(Source text)
= = = =

See below for the standard types included with LinkML. These can be extended using typeof
ClassDefinitionReferences
ClassDefinitionReferences are primitive elements that provide a way to reference a particular instances.
ClassDefinitionReferences are not part of the asserted metamodel but are derived from derivation rules -- see next section
Other Schema Elements
Prefixes
- metamodel documentation: Prefix
Example:
SchemaDefinition(
prefixes=[
Prefix(prefix_prefix=Ncname("linkml")
prefix_reference=Uri("https://w3id.org/linkml/")),
Prefix(prefix_prefix=Ncname("schema")
prefix_reference=Uri("http://schema.org")),
Prefix(prefix_prefix=Ncname("wgs")
prefix_reference=Uri("http://www.w3.org/2003/01/geo/wgs84_pos#")),
Prefix(prefix_prefix=Ncname("qudt")

= = = =

(What to do)
a - In the LinkML documentation excerpt, copy the stretch from "See below for" through "a particular instances." word for word.
b - Pick up the LinkML documentation excerpt right after its last line and keep writing it.

(Given information)
= = = =

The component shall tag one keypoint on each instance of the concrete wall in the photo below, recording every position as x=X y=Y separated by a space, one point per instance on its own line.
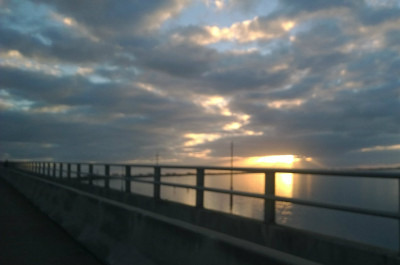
x=117 y=226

= = = =

(Replies)
a -
See below for the standard types included with LinkML. These can be extended using typeof
ClassDefinitionReferences
ClassDefinitionReferences are primitive elements that provide a way to reference a particular instances.

b -
prefix_reference=Uri("http://qudt.org/1.1/schema/qudt#"))
])
Composition of Expressions
Built in and defined types
LinkML has a number of types defined in the types model, documented here
- Boolean (Bool) - A binary (true or false) value
- Date (XSDDate) - a date (year, month and day) in an idealized calendar
- Datetime (XSDDateTime) - The combination of a date and time
- Decimal (Decimal) - A real number with arbitrary precision that conforms to the xsd:decimal specification
- Double (float) - A real number that conforms to the xsd:double specification
- Float (float) - A real number that conforms to the xsd:float specification
- Integer (int) - An integer
- Ncname (NCName) - Prefix part of CURIE
- Nodeidentifier (NodeIdentifier) - A URI, CURIE or BNODE that represents a node in a model.
- Objectidentifier (ElementIdentifier) - A URI or CURIE that represents an object in the model.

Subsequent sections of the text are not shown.